取り組む内容 —
1. 客引きの話では、案内された店は雑居ビルの何階にあるか。
2. 客引きの話で「エサ」と呼ばれているものをすべて挙げよ。
3. 客引きの話の続きを、5階でエレベータを降りるとバーが並んでいた場面の後から書き継いでください。

こんばんわ! 悠久です。
今日はちょっと怖い話をしましょか?
おばけの話じゃありません。
若い頃の現実にあった話です。
人間って暗くなると
「ムクムク起き出すもの」がある?
何でしょうか?
それは欲望です。
また、それに輪を掛けるのが「お酒」です。
「お酒」って人間の欲望に火を付けます。
メラメラ燃え上がる炎
それが欲望に直結してます。
「若い頃、俺は夜になると
じっとしていられない?」
俺の欲望が動き出す。
それが「お酒」と「オンナ」
これに「お金」が加わります。
ぴったし「お酒」と「オンナ」
と「お金」がエサです。
これに引っかかるんです。
暗がりにフラフラ迷い込む、
アリのように群がる男たち
その場所にチラッと灯りがあると
それもピンク色に灯りがあると
群がる虫のように
釣られて立ち寄る
そんな出来事のひとつです。
夜も10時を回ると酔っぱらった
おっさんたちが今日もうごめいている。
俺たちふたりもその仲間
飲み足りない
いや~
「遊び足りないんや!」
なんかモヤモヤしたものを吹っ飛ばしたい
「今日は給料日や!」気も大きくなっとる
そんな子羊たちを見越して
キャッチーたちが獲物を狙ってる
息を殺して茂みから狙ってる
「おにいさん、お疲れ様です~
いい店ありますよ、かわいい女の子
もいます。安心して飲めるお店です。」
「ほお~っ、どんなお店?」
「いい子、居るの?安いか?」
「1時間飲み放題、歌い放題
それに触り放題ですよ。
それで三千円ポッキリ!」
俺のムラムラがこの「触り放題」と
「三千円」の安さに
反応した。
理性が引っ込み、欲望が支配する
こうなると冷静な考えは出ず
「お客さん、入らなくてもいいから
覗くだけ覗いてくださいよ。」
この言葉が背中を押す
「じゃ~覗くだけやで
気に入らんかったら、帰るで」
「ゼンゼン大丈夫ですよ、覗くだけで
金、取りませんから
ご案内します。」
と案内されるままに店に行った。
雑居ビルの5階、狭いエレベータ
で上まであがる。
もう、一度聞いた
「ほんまに三千円でいいかい?」
「大丈夫ですよ、三千円ぽっきりです。
安心して下さい。女の子も付きますよ」
と5階で降りると
いくつかのバーが並んでいる。

データ一覧 —
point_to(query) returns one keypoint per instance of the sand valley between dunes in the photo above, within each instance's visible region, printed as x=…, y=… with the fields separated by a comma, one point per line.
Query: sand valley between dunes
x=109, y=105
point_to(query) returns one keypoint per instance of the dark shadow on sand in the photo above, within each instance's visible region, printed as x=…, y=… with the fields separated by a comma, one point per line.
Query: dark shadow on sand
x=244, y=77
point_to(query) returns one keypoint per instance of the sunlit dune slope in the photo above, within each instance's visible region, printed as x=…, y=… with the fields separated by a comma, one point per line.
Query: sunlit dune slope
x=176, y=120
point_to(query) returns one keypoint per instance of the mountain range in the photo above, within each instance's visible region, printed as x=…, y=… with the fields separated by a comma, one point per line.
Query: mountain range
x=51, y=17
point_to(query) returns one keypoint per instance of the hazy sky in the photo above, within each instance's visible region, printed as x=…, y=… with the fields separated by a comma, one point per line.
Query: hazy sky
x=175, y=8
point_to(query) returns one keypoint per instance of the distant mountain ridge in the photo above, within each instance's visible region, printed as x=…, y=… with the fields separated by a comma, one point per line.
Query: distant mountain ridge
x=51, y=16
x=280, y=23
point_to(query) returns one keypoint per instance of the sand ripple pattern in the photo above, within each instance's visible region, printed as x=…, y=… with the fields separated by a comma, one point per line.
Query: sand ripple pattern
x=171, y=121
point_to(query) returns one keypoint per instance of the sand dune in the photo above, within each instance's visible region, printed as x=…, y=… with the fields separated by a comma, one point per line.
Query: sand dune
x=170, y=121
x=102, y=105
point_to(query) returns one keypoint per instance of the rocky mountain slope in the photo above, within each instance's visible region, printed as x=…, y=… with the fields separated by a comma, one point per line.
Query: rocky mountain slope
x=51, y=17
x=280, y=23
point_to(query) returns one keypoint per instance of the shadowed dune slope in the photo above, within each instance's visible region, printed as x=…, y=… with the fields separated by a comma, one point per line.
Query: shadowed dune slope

解答例 —
1. 5階。

2. 「お酒」、「オンナ」、「お金」。

3.
「カトレア」というお店
ドアの呼び鈴を押す
中からガチャと開き
店のカラオケの音が廊下に
こだまする
先客が、ひと組
ボックス席で歌っている
店の中には女の子が三人
黒服の男が「席に」案内する
導かれるままに席に着いた
「氷」と「ミネネラルウォーター」
と簡単な「つまみ」を持ってくる
早速、女の子が二人が
席に来る
「お飲み物は何がいいですか?」
「飲み放題のドリンクでいいよ」
「じゃ~ビールで乾杯しましょう」
とビール瓶が3本運ばれてくる
それぞれのグラスにビールを
注ぎ、女の子の合図で「乾杯!」
俺の右となりに座ったのは
結構、歳いってる
30代半ばかな?
でも俺って年増好きや
「今日はどこで飲んできたの?」
たわいもない話に盛り上がる
程なくして何か取ろうと
女の子がせがむ
「じゃ~フルーツの盛り合わせを
頼んでいい?」
「あ~いいよ」
何気なく言ってしまった
これが後で悪い結果に?
次に、女の子が
「何か飲んでいい?」とせがむ
甘ったれた声と俺の手を
自分の胸に置く
ダレッ~「胸のふくらみが手にあたる」
「いいよ、好きなモノ頼んで。」
ここでちょっと躊躇するが
手が胸にあたるともうダメ
水割りとロックが運ばれてくる
「お兄さんたちも飲む?」
「いや、ビールでいいです」
・・・無言
「じゃ~同じものを!」
今度は「歌を歌え」とせがむ
「古い演歌しか知らない」
それでもとしつこくせがむ
何曲か
歌い終わると「お腹すいていない?」
と聞いてくるが、ここでも躊躇
「大丈夫かな?」と気にかかる
友達もそろそろ出た方がと
目で合図している
やはり同じく躊躇している
約束の1時間にはまだ時間があるが、
超えないうちに出た方が無難と
女の子に「清算」してと頼む
女の子が「もう帰るの?」
と訴えるが、酔いも醒めてきた
黒服の男が紙を持ってくる
伝票ではなく、ただのメモ書き
「七万九千円!」
「え~っ、話が違う。
飲み放題、歌い放題、触り放題で
三千円やろ!」
「お客さん、フルーツの盛り合わせと
水割り、それにロックも飲んでるやろ
あれは飲み放題には入ってない。」
「水割りとロック1杯づつや、
それに飲み放題にフルーツ
付いてるんじゃないの?」
「お客さん、飲み放題は
ビールとつまみだけですよ。
それにあれだけ触っといて
そらないで!充分楽しんだやろ」
「でも、そんな金持ってへんで
こんなぼったくりは払わんで」
「お客さん、無銭飲食やるんやったら、
きっちり話しましょか?」
と凄んできた。
「ここは他のお客さんもおるから、
事務所で話ましょう」
店の奥が事務所になっていた。
黒服の男がノックした。
中からガチャリと音がしてドアが
開く。
ここで気づいた
中に通されると
短く刈ったサングラスの男がいた
どう見てもヤクザや
勝ち目はない
「お客さん、困りますなぁ
あれだけ飲んで払えんとは
警察に言いますか?」
「めい・・・明細書を見せて下さい」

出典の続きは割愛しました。